(Source data)
::::

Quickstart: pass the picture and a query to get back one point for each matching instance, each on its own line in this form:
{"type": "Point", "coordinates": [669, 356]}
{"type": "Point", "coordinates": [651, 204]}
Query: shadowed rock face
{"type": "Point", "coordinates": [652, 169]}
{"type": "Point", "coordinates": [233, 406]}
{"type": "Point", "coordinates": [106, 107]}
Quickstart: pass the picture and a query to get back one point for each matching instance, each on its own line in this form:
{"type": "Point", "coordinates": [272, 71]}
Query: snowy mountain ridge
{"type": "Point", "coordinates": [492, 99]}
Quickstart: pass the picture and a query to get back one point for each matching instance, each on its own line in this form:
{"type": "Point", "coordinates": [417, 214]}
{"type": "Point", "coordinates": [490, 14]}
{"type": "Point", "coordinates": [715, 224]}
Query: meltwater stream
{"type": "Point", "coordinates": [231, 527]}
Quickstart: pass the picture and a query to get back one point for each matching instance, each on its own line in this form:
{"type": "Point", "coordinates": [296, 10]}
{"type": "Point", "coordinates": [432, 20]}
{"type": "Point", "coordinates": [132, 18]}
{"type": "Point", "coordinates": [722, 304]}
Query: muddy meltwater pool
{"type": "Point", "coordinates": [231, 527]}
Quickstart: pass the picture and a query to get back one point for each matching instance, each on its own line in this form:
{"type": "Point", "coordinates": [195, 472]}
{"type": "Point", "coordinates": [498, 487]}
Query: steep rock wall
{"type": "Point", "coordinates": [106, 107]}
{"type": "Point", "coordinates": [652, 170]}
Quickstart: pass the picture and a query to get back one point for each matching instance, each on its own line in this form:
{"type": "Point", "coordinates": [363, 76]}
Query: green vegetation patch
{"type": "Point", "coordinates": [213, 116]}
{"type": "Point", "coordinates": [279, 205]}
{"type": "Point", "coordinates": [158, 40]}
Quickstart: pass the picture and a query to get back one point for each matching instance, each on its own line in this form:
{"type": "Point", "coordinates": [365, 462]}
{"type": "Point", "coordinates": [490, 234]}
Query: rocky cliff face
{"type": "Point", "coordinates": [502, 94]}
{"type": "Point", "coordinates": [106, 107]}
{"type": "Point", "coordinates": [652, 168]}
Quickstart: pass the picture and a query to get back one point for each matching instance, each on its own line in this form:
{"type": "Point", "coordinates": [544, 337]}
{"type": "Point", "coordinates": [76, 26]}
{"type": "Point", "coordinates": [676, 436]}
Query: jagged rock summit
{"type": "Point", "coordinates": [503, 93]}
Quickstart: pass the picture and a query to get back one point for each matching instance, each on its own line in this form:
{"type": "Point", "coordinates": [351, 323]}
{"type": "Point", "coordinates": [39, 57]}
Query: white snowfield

::::

Task description: The answer must be every entry, reproduced exactly.

Expected answer:
Quickstart: pass the picture and a query to get back one point for each matching instance, each on its own line in this form:
{"type": "Point", "coordinates": [669, 356]}
{"type": "Point", "coordinates": [651, 204]}
Query: shadowed rock face
{"type": "Point", "coordinates": [652, 169]}
{"type": "Point", "coordinates": [233, 406]}
{"type": "Point", "coordinates": [106, 107]}
Quickstart: pass the picture and a query to get back one point for each matching instance, each on its own line in this form:
{"type": "Point", "coordinates": [272, 71]}
Query: snowy mountain ridge
{"type": "Point", "coordinates": [492, 99]}
Quickstart: pass the picture and a query to get back one point for each matching instance, each on its own line in this form:
{"type": "Point", "coordinates": [417, 214]}
{"type": "Point", "coordinates": [490, 14]}
{"type": "Point", "coordinates": [715, 224]}
Query: meltwater stream
{"type": "Point", "coordinates": [231, 527]}
Quickstart: pass the picture and a query to get back one point for each matching instance, each on its own line in this form:
{"type": "Point", "coordinates": [296, 10]}
{"type": "Point", "coordinates": [432, 20]}
{"type": "Point", "coordinates": [132, 18]}
{"type": "Point", "coordinates": [722, 304]}
Query: muddy meltwater pool
{"type": "Point", "coordinates": [231, 527]}
Quickstart: pass the picture and a query to get back one point for each matching instance, each on its own line in this form:
{"type": "Point", "coordinates": [195, 472]}
{"type": "Point", "coordinates": [498, 487]}
Query: steep rock wall
{"type": "Point", "coordinates": [106, 107]}
{"type": "Point", "coordinates": [652, 170]}
Quickstart: pass the picture and a query to get back one point for each matching instance, each on its own line in this form:
{"type": "Point", "coordinates": [363, 76]}
Query: green vegetation patch
{"type": "Point", "coordinates": [213, 116]}
{"type": "Point", "coordinates": [279, 205]}
{"type": "Point", "coordinates": [158, 40]}
Quickstart: pass the picture and a query to get back one point for each matching instance, each on its own line in this form:
{"type": "Point", "coordinates": [365, 462]}
{"type": "Point", "coordinates": [490, 234]}
Query: rocky cliff face
{"type": "Point", "coordinates": [502, 94]}
{"type": "Point", "coordinates": [106, 107]}
{"type": "Point", "coordinates": [652, 168]}
Quickstart: pass the picture and a query to get back one point for each matching instance, each on its own line in this form:
{"type": "Point", "coordinates": [544, 337]}
{"type": "Point", "coordinates": [76, 26]}
{"type": "Point", "coordinates": [676, 436]}
Query: jagged rock summit
{"type": "Point", "coordinates": [503, 93]}
Quickstart: pass the picture and a query to get back one point for each matching instance, each on its own line in this form:
{"type": "Point", "coordinates": [351, 323]}
{"type": "Point", "coordinates": [39, 57]}
Query: white snowfield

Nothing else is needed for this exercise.